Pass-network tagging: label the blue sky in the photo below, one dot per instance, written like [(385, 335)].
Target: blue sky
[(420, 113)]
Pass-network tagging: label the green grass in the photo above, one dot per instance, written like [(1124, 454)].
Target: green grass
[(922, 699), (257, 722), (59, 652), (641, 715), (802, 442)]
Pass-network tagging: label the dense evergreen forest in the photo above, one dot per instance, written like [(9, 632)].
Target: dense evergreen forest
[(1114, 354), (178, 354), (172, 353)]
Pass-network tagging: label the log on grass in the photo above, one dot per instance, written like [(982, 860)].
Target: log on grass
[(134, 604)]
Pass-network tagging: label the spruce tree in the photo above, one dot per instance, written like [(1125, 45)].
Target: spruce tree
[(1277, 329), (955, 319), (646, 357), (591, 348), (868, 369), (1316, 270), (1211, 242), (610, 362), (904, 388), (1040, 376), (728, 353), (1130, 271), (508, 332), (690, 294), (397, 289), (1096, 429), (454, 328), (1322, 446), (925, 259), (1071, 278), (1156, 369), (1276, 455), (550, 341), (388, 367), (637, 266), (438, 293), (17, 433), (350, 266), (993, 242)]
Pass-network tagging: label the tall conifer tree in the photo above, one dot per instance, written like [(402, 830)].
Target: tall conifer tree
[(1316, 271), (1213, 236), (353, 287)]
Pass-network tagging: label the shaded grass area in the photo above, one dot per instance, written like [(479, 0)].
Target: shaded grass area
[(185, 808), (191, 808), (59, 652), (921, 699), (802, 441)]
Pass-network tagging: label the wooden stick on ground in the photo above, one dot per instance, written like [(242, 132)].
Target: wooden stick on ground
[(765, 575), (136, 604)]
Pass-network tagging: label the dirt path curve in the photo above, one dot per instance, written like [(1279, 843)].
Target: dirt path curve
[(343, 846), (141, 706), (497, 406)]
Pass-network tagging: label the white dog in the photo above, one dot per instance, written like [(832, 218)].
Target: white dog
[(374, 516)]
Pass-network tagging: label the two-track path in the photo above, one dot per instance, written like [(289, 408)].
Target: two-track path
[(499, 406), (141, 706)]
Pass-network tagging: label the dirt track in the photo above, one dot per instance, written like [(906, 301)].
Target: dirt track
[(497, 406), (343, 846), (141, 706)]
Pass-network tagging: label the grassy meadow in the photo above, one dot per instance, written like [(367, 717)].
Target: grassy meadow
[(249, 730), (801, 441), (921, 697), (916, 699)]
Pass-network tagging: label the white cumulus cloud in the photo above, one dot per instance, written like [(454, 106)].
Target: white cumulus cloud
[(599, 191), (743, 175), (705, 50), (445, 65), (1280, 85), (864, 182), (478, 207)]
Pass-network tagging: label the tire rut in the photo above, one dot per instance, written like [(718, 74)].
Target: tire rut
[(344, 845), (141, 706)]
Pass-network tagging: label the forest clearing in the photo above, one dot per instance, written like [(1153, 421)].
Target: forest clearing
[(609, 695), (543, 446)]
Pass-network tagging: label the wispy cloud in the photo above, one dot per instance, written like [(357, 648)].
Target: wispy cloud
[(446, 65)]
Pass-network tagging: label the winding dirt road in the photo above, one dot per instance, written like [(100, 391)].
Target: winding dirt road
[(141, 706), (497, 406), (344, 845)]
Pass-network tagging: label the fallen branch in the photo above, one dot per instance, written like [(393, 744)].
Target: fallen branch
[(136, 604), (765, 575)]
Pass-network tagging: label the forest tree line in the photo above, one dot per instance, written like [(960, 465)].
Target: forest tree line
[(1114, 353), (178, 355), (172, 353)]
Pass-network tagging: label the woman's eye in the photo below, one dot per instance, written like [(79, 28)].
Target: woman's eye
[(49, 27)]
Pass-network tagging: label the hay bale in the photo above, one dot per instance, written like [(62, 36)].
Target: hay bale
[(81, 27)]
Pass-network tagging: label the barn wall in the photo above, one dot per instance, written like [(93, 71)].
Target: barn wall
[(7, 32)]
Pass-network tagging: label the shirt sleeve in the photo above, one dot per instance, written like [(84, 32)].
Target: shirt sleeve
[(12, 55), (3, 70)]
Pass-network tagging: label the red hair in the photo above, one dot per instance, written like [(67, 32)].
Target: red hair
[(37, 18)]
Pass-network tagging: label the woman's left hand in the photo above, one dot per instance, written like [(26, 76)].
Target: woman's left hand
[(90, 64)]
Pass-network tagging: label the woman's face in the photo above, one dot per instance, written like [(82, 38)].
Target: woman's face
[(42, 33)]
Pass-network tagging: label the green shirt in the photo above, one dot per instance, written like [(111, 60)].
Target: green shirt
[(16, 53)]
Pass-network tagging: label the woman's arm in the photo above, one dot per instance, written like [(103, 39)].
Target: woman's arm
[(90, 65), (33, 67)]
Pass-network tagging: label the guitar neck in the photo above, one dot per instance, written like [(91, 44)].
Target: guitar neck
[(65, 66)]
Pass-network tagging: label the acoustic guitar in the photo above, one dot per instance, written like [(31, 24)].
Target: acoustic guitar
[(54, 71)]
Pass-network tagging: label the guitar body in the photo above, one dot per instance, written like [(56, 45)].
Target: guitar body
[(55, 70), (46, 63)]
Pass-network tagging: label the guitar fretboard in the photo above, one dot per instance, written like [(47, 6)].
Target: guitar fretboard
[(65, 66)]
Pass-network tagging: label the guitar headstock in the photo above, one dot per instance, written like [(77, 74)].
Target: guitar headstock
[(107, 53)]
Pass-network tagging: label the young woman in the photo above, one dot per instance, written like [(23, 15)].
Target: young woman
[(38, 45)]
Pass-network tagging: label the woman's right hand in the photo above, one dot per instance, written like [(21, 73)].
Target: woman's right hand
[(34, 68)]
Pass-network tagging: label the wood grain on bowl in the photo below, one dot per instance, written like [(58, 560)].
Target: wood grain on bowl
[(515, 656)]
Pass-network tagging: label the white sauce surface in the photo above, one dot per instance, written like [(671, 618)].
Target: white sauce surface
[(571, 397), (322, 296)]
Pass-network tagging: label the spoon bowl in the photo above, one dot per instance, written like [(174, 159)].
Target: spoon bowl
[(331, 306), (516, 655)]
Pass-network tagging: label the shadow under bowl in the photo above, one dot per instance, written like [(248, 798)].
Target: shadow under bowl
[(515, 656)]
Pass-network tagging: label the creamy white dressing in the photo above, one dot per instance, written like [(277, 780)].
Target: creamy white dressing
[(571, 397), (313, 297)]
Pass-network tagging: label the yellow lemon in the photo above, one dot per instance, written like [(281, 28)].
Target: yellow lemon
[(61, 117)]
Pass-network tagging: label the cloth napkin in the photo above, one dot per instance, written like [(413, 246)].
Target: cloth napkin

———

▸ Exercise instructions: Present every line of the records above as a Markdown table with two columns, No. for the row number and Text for the line, leaving out blank lines.

▸ Written response:
| No. | Text |
|---|---|
| 1 | Pass-network tagging: label the blue sky in the photo below, one dot per instance, written like [(385, 335)]. |
| 2 | Target: blue sky |
| 3 | [(420, 113)] |
| 4 | Pass-network tagging: label the green grass in the photo above, one dot per instance, written like [(1124, 454)]. |
| 5 | Target: green grass |
| 6 | [(922, 699), (257, 722), (59, 652), (641, 715), (802, 442)] |
| 7 | Pass-network tagging: label the dense evergreen forest in the photo above, one dot per instance, written like [(9, 632)]. |
| 8 | Target: dense evergreen forest |
| 9 | [(1114, 354), (178, 354), (172, 353)] |
| 10 | Pass-network tagging: label the log on grass in the photo above, one dot per instance, written like [(982, 860)]. |
| 11 | Target: log on grass |
| 12 | [(134, 604)] |
| 13 | Pass-network tagging: label the spruce tree in the photo above, one dot per instance, written like [(1125, 45)]. |
| 14 | Target: spruce tree |
| 15 | [(1277, 329), (955, 319), (646, 357), (591, 348), (868, 369), (1316, 270), (1211, 242), (610, 362), (904, 388), (1040, 376), (728, 353), (1130, 271), (508, 332), (690, 294), (397, 289), (1096, 429), (454, 328), (1322, 446), (925, 259), (1071, 278), (1156, 369), (1276, 455), (550, 341), (388, 367), (637, 266), (438, 293), (17, 433), (350, 266), (993, 242)] |
| 16 | Pass-network tagging: label the tall conifer tree in the photo above, one dot per instance, written like [(402, 830)]. |
| 17 | Target: tall conifer tree |
| 18 | [(1316, 271), (1213, 236), (353, 287)] |
| 19 | Pass-network tagging: label the shaded grass area in the photo above, one dot per instance, written like [(479, 0)]. |
| 20 | Target: shaded grass area |
| 21 | [(185, 808), (191, 808), (59, 652), (921, 699), (802, 441)] |
| 22 | Pass-network tagging: label the wooden stick on ground in the photo above, one dot per instance, written like [(242, 132)]. |
| 23 | Target: wooden stick on ground |
| 24 | [(765, 575), (136, 604)] |
| 25 | Pass-network tagging: label the dirt path curve in the photo above, one dot per instance, written like [(1279, 843)]. |
| 26 | Target: dirt path curve |
| 27 | [(343, 846), (141, 706), (497, 406)] |
| 28 | Pass-network tagging: label the white dog in the photo above, one dot per instance, written like [(832, 218)]. |
| 29 | Target: white dog |
| 30 | [(374, 516)] |
| 31 | Pass-network tagging: label the two-track path in the photo above, one dot per instance, written like [(289, 408)]. |
| 32 | Target: two-track path |
| 33 | [(499, 406), (141, 706)] |
| 34 | Pass-network tagging: label the dirt track in the photo above, one dot per instance, written like [(906, 301)]. |
| 35 | Target: dirt track |
| 36 | [(497, 406), (343, 846), (141, 706)] |
| 37 | Pass-network tagging: label the grassy meadow in the photo above, one dot per instance, written like [(367, 717)]. |
| 38 | Target: grassy meadow |
| 39 | [(249, 730), (801, 441), (921, 697), (916, 699)] |
| 40 | Pass-network tagging: label the white cumulus cloud in the photo above, one dot per instance, written like [(454, 106)]. |
| 41 | Target: white cumulus cloud |
| 42 | [(599, 191), (743, 175), (705, 50), (445, 65), (1280, 85), (864, 182), (478, 207)] |
| 43 | Pass-network tagging: label the tire rut in the photo above, one dot per instance, written like [(718, 74)]. |
| 44 | Target: tire rut |
| 45 | [(344, 845), (141, 706)] |
| 46 | Pass-network tagging: label the forest clearing in the photo above, one dot per instance, written like [(1153, 421)]. |
| 47 | Target: forest clearing |
| 48 | [(609, 695), (543, 446)] |
| 49 | Pass-network tagging: label the wispy cloud in the photo above, one dot per instance, written like [(357, 648)]. |
| 50 | Target: wispy cloud |
| 51 | [(446, 65)] |
| 52 | Pass-network tagging: label the winding dirt road in the photo above, one dot per instance, written like [(100, 391)]. |
| 53 | Target: winding dirt road |
| 54 | [(141, 706), (497, 406), (344, 845)] |
| 55 | Pass-network tagging: label the fallen branch in the photo above, one dot per instance, written like [(393, 744)]. |
| 56 | Target: fallen branch |
| 57 | [(136, 604), (765, 575)] |
| 58 | Pass-network tagging: label the forest tree line in the photo above, one dot per instance, written like [(960, 465)]. |
| 59 | Target: forest tree line |
| 60 | [(1114, 353), (178, 355), (172, 353)] |
| 61 | Pass-network tagging: label the woman's eye in the photo below, one dot per instance, written like [(79, 28)]. |
| 62 | Target: woman's eye |
| 63 | [(49, 27)] |
| 64 | Pass-network tagging: label the hay bale in the photo above, one dot per instance, written like [(62, 36)]. |
| 65 | Target: hay bale |
| 66 | [(81, 27)] |
| 67 | Pass-network tagging: label the barn wall in the photo above, one dot per instance, written like [(93, 71)]. |
| 68 | Target: barn wall |
| 69 | [(7, 32)] |
| 70 | Pass-network tagging: label the shirt sleeve in the photo above, one dot per instance, written like [(84, 32)]. |
| 71 | Target: shirt sleeve |
| 72 | [(12, 55), (3, 70)] |
| 73 | Pass-network tagging: label the red hair in the photo above, one dot per instance, written like [(67, 32)]. |
| 74 | Target: red hair |
| 75 | [(37, 18)] |
| 76 | Pass-network tagging: label the woman's left hand in the photo above, one dot per instance, written like [(26, 76)]. |
| 77 | Target: woman's left hand |
| 78 | [(90, 64)] |
| 79 | Pass-network tagging: label the woman's face in the photo above, one dot per instance, written like [(82, 38)]. |
| 80 | Target: woman's face |
| 81 | [(42, 33)] |
| 82 | Pass-network tagging: label the green shirt in the photo above, one dot per instance, written like [(111, 60)]. |
| 83 | Target: green shirt |
| 84 | [(16, 53)] |
| 85 | Pass-network tagging: label the woman's arm in the photo above, one dot per instance, written like [(103, 39)]. |
| 86 | Target: woman's arm |
| 87 | [(90, 65), (33, 67)] |
| 88 | Pass-network tagging: label the guitar neck in the photo above, one dot per instance, written like [(91, 44)]. |
| 89 | Target: guitar neck |
| 90 | [(65, 66)] |
| 91 | Pass-network tagging: label the acoustic guitar in the photo above, one dot per instance, written like [(31, 24)]. |
| 92 | Target: acoustic guitar |
| 93 | [(54, 71)] |
| 94 | Pass-network tagging: label the guitar body in the photo above, one dot per instance, written like [(56, 45)]. |
| 95 | Target: guitar body |
| 96 | [(55, 70), (46, 63)] |
| 97 | Pass-network tagging: label the guitar fretboard in the photo above, one dot per instance, written like [(47, 6)]. |
| 98 | Target: guitar fretboard |
| 99 | [(65, 66)] |
| 100 | Pass-network tagging: label the guitar headstock in the photo above, one dot per instance, written like [(77, 74)]. |
| 101 | Target: guitar headstock |
| 102 | [(107, 53)] |
| 103 | Pass-network tagging: label the young woman in the photo above, one dot per instance, written like [(23, 15)]. |
| 104 | Target: young woman |
| 105 | [(38, 45)] |
| 106 | Pass-network tagging: label the woman's right hand in the photo above, one dot per instance, written like [(21, 73)]. |
| 107 | Target: woman's right hand |
| 108 | [(34, 68)] |
| 109 | Pass-network tagging: label the wood grain on bowl in the photo below, one dot per instance, written like [(58, 560)]. |
| 110 | Target: wood grain on bowl |
| 111 | [(515, 656)] |
| 112 | Pass-network tagging: label the white sauce surface in the photo above, one dot per instance, written like [(671, 618)]. |
| 113 | Target: white sauce surface |
| 114 | [(571, 397), (322, 296)] |
| 115 | Pass-network tagging: label the spoon bowl in the photo above, one dot per instance, written like [(174, 159)]. |
| 116 | Target: spoon bowl |
| 117 | [(331, 306), (516, 655)] |
| 118 | Pass-network tagging: label the shadow under bowl in the photo above, one dot per instance, written like [(248, 798)]. |
| 119 | Target: shadow under bowl |
| 120 | [(515, 656)] |
| 121 | Pass-network tagging: label the creamy white dressing in the photo above, one dot per instance, written like [(277, 780)]. |
| 122 | Target: creamy white dressing |
| 123 | [(571, 397), (313, 297)] |
| 124 | Pass-network tagging: label the yellow lemon in the photo above, one dot per instance, written like [(281, 28)]. |
| 125 | Target: yellow lemon |
| 126 | [(61, 117)] |
| 127 | Pass-network tagging: label the cloth napkin in the photo above, one dot per instance, written like [(413, 246)]. |
| 128 | Target: cloth napkin |